Point localization data
+ + + + + + +
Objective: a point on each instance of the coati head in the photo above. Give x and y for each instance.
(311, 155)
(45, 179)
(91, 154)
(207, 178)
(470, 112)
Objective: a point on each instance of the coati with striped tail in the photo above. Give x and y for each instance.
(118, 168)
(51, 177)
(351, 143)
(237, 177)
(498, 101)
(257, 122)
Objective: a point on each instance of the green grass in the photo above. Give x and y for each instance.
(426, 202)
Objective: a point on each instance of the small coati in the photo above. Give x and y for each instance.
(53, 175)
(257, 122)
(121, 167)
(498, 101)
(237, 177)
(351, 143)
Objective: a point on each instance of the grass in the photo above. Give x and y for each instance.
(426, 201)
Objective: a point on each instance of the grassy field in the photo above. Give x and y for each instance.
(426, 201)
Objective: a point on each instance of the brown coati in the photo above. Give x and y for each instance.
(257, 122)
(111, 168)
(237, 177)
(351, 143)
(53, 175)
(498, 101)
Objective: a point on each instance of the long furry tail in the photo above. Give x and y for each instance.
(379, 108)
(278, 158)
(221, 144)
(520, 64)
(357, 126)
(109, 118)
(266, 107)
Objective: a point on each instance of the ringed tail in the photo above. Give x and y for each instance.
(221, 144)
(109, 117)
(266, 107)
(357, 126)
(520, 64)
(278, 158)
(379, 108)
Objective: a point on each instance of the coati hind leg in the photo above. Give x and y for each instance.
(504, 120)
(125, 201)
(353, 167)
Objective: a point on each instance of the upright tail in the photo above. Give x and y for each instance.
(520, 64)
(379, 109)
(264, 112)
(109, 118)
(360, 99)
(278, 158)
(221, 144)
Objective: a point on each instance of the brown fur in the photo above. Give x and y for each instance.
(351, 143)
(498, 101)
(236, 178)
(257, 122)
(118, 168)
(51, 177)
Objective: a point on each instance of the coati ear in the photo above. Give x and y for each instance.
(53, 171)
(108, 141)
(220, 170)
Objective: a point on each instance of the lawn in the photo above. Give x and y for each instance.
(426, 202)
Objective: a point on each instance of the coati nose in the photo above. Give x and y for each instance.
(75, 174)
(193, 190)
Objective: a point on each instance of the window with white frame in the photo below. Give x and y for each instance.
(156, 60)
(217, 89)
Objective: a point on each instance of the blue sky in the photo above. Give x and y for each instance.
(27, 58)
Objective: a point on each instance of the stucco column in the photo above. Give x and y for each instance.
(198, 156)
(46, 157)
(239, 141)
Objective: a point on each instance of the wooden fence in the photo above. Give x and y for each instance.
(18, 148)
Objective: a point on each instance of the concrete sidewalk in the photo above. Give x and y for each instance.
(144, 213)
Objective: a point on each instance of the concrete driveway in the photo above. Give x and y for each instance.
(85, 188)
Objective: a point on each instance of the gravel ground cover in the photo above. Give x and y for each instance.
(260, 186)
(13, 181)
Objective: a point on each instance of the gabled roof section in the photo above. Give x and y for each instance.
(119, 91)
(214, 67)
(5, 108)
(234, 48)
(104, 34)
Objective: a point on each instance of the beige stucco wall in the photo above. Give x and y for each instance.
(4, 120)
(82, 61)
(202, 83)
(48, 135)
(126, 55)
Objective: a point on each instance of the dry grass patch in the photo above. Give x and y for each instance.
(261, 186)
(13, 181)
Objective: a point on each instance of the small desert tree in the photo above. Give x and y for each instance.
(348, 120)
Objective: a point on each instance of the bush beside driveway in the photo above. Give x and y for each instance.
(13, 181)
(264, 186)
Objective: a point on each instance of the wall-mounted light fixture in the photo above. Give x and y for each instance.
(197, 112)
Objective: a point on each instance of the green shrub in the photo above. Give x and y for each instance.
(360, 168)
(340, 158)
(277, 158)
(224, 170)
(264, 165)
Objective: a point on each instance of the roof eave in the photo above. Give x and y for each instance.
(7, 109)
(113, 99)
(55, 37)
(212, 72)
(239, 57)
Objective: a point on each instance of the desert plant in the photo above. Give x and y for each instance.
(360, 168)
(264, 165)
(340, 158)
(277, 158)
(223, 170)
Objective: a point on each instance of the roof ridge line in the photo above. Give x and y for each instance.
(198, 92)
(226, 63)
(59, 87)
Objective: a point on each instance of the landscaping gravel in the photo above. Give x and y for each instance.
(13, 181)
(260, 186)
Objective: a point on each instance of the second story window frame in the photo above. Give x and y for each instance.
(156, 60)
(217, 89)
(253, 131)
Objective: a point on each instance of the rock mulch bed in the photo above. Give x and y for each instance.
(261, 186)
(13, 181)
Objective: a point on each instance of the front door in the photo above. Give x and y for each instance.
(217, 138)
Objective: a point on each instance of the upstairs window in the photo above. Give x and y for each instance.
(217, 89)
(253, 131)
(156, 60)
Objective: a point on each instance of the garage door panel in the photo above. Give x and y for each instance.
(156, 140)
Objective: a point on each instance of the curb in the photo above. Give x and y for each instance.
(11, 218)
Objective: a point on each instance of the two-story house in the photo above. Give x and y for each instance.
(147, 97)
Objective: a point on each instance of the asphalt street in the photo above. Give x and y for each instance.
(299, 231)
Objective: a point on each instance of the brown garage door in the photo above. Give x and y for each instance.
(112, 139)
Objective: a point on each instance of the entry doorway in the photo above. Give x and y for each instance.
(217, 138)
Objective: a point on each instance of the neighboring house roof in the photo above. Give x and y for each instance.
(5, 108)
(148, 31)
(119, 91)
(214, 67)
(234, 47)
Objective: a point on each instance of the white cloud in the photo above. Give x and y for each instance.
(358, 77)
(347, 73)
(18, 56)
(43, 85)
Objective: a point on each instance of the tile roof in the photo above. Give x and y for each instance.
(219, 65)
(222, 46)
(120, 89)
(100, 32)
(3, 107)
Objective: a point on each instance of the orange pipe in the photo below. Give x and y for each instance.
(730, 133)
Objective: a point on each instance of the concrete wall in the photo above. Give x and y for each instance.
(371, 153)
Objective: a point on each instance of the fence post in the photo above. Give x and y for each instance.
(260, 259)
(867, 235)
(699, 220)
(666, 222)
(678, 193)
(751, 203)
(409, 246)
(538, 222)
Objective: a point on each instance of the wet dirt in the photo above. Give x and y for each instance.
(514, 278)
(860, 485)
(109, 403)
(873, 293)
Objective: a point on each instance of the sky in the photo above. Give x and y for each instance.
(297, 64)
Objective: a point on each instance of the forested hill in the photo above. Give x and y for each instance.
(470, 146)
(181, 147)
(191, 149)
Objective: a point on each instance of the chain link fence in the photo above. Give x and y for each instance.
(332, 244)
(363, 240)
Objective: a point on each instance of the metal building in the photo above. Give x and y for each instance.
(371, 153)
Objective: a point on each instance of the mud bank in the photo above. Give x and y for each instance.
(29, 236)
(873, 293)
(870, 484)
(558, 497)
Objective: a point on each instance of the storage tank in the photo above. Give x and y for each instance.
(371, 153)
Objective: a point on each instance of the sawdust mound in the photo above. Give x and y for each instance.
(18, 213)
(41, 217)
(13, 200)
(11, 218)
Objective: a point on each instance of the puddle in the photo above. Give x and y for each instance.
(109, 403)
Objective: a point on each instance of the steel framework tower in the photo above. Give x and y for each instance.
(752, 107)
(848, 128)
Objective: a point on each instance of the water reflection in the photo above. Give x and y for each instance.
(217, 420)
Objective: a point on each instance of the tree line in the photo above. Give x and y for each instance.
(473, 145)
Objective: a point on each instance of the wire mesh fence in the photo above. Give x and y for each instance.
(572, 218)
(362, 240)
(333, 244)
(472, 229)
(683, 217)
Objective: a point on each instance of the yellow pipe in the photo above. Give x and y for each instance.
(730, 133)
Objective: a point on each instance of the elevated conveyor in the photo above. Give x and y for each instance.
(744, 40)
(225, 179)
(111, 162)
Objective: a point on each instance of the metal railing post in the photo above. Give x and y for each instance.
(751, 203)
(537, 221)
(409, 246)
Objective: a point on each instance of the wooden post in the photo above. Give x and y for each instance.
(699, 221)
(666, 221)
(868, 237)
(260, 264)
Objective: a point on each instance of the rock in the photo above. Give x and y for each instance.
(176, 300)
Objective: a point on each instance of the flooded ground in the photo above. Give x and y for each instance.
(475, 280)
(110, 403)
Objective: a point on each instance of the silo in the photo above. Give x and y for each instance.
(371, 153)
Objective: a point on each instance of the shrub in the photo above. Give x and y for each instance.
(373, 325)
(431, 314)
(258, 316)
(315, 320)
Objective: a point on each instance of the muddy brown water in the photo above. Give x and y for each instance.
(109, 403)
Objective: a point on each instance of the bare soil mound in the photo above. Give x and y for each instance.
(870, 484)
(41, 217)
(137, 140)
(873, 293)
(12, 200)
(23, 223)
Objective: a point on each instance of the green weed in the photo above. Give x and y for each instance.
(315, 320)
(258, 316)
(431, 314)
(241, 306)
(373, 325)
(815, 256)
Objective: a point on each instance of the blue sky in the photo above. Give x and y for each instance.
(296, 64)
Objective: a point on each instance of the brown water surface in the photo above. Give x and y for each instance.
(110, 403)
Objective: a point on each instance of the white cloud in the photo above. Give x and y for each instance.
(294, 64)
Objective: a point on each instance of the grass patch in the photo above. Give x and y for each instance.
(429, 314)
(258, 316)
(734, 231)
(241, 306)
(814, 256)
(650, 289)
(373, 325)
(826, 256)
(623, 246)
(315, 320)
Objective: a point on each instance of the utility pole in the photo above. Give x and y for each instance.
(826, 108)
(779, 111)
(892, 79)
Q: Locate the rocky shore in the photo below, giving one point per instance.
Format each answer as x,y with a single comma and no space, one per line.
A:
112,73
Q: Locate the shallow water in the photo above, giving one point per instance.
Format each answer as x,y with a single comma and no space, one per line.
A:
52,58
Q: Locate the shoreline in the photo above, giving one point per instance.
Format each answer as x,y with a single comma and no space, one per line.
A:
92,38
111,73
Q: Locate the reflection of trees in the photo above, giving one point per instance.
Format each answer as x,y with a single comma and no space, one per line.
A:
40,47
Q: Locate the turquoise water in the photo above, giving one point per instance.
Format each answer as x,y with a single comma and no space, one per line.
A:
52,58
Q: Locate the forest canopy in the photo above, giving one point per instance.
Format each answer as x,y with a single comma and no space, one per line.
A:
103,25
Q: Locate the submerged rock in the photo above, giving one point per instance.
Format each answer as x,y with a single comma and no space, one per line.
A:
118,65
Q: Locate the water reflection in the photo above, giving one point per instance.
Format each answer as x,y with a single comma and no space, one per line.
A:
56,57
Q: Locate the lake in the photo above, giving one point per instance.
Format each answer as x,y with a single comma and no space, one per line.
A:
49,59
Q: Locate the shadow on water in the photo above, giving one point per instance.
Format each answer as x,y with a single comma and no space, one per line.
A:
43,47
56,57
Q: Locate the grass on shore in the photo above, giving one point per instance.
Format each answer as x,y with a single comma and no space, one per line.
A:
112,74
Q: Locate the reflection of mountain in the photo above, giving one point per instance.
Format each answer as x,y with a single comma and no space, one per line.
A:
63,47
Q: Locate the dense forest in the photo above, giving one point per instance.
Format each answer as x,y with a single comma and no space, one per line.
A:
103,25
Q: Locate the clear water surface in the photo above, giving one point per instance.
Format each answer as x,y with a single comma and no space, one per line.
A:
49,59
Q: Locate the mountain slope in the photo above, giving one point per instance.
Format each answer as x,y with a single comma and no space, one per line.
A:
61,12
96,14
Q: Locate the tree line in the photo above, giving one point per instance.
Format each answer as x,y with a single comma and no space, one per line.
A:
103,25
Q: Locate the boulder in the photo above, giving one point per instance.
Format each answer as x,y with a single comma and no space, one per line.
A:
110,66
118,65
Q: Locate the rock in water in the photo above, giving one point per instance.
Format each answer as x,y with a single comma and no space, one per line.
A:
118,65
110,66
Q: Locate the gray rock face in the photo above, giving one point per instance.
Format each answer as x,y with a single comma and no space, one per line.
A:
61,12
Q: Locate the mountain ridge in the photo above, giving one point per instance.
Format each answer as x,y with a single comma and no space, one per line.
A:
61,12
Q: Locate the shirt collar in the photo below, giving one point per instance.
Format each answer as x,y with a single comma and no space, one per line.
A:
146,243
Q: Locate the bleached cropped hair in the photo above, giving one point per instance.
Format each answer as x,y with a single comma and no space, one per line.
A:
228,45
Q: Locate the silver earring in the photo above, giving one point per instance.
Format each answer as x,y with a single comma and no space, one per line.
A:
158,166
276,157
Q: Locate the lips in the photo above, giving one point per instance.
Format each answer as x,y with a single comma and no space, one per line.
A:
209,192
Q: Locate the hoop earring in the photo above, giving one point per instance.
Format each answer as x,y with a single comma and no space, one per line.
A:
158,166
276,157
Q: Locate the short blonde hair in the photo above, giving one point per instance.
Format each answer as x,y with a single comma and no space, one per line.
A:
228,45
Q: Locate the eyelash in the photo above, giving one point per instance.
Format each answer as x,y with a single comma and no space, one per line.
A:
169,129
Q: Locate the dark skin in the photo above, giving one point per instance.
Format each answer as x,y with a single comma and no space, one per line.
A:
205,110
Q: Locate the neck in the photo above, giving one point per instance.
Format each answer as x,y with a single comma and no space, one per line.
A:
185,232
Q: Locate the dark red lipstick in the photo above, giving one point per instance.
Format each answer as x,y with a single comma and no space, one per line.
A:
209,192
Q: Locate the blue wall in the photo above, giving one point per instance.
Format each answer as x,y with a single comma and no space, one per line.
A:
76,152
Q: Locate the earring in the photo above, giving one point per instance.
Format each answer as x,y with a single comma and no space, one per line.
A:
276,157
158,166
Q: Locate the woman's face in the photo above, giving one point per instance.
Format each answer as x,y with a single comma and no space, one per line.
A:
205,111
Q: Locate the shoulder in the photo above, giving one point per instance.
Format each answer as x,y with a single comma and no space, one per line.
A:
+ + + + + + +
_Work to be completed_
Reproduce exactly the section above that begins at the line containing "Q: Locate the short" and ends at the line containing "Q: Locate the dark skin", leaving out all other lines.

_Exercise answer_
Q: Locate the short blonde hair in the photo above, giving one point per instance.
Format each answer as x,y with a single comma and no space, one per line.
A:
228,45
Q: Locate the eyelash in the photo above, giving one point per instance.
Format each answer as x,y with a single comma and no space, one per line.
A:
169,129
Q: Locate the dark skin in the photo above, giving one point per instance.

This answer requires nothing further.